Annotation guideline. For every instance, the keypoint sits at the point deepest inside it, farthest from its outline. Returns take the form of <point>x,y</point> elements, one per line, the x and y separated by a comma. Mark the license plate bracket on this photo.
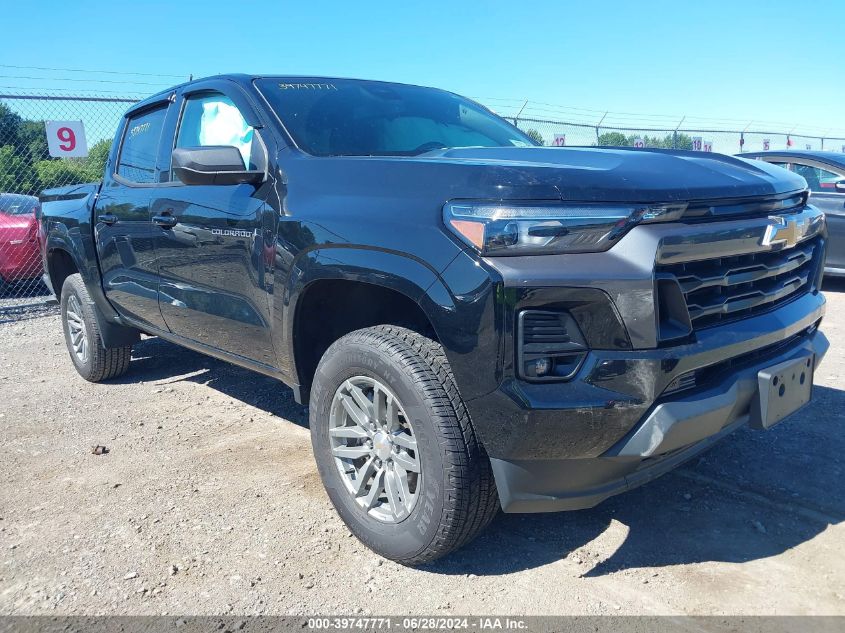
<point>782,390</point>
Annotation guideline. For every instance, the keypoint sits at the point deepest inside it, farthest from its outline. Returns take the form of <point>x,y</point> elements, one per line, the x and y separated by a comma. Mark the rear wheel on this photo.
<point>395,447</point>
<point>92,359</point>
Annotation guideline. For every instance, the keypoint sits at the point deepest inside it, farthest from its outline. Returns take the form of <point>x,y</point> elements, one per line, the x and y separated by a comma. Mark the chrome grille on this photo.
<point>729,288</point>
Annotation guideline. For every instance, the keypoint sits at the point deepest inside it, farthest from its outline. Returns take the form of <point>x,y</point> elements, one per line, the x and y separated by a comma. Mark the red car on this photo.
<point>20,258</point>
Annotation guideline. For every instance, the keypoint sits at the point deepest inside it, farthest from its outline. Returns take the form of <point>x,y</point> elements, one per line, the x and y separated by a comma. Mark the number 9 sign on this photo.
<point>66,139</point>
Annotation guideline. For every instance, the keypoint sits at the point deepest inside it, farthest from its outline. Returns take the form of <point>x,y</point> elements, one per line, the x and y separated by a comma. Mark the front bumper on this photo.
::::::::
▸ AIM:
Rewrite all the lines above with "marker" swapped in for every "keypoint" and nothing else changed. Omit the pictures.

▸ EXPECTED ANSWER:
Annotation guideline. For every instance, the marker sits at the point deepest inside it, farthest from its outline. Returns take the form of <point>x,y</point> elements, one per line, the x and y separated by a comma. Mark the license plate bracket on this photo.
<point>782,390</point>
Annotation guideline. For every instance, the marker sits at the point deepest inside it, farthest from its outline. Returns take the form of <point>x,y</point> elements, one per line, the x and y separated by a comma. Mark the rear wheel on this photo.
<point>395,447</point>
<point>92,359</point>
Annotation guideline. For every instance, the marker sits at the point deepest inside it, farthest from its outline. Returns take the form of <point>x,y</point> elements, one per line, the x and y separated by a comma. Mark the chrome grille on this photo.
<point>729,288</point>
Annotation guideline. For every instance, the marker sits at the point deepest inside it, farthest from its outline. Returns take the form of <point>x,y</point> elements, one per line, the x and y separated by a comma. Mark the red car on this photo.
<point>20,258</point>
Annotation guideline. For every instance, the marker sits at the point deepest inside it, farthest from its outline. Returns take the form of <point>x,y</point> elements, one per line, the x and y separated by a comma. Mark the number 9 sign on this photo.
<point>66,139</point>
Annotation guideline. For every instance, the marker sits at the point deepest inside it, farthest from its outline. Returns take the form of <point>x,y</point> elements, one per line, the x and y separated by a comma. Mark the front bumper on this photo.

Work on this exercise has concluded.